Contour labeling listing:

----

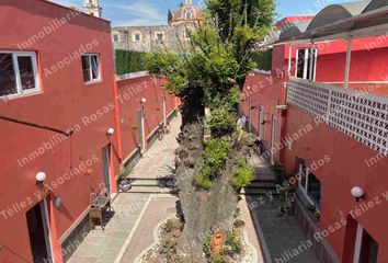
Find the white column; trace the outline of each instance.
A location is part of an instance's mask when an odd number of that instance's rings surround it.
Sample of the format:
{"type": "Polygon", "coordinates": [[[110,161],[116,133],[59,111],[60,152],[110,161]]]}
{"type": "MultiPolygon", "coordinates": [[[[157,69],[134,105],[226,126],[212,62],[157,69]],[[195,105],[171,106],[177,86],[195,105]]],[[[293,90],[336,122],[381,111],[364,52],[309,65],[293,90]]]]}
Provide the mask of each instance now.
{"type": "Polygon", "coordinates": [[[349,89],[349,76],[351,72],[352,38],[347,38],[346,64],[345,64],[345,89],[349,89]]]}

----

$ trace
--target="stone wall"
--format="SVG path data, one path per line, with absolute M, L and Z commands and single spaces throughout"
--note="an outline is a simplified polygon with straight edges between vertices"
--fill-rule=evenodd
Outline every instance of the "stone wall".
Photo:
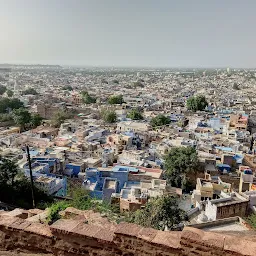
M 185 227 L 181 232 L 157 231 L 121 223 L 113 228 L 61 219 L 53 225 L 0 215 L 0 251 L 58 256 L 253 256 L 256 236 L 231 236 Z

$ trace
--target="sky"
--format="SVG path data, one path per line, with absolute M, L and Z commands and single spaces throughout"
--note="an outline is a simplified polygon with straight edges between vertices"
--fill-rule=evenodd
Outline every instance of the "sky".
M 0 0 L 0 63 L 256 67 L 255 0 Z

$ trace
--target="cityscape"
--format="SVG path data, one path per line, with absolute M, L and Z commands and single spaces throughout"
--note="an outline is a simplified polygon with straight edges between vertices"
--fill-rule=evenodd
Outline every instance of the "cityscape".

----

▸ **EXERCISE BRIEF**: Report how many lines in the listing above contain the string "coordinates", treating uppercase and lowercase as different. Give only the number.

▸ **IN RESPONSE**: 3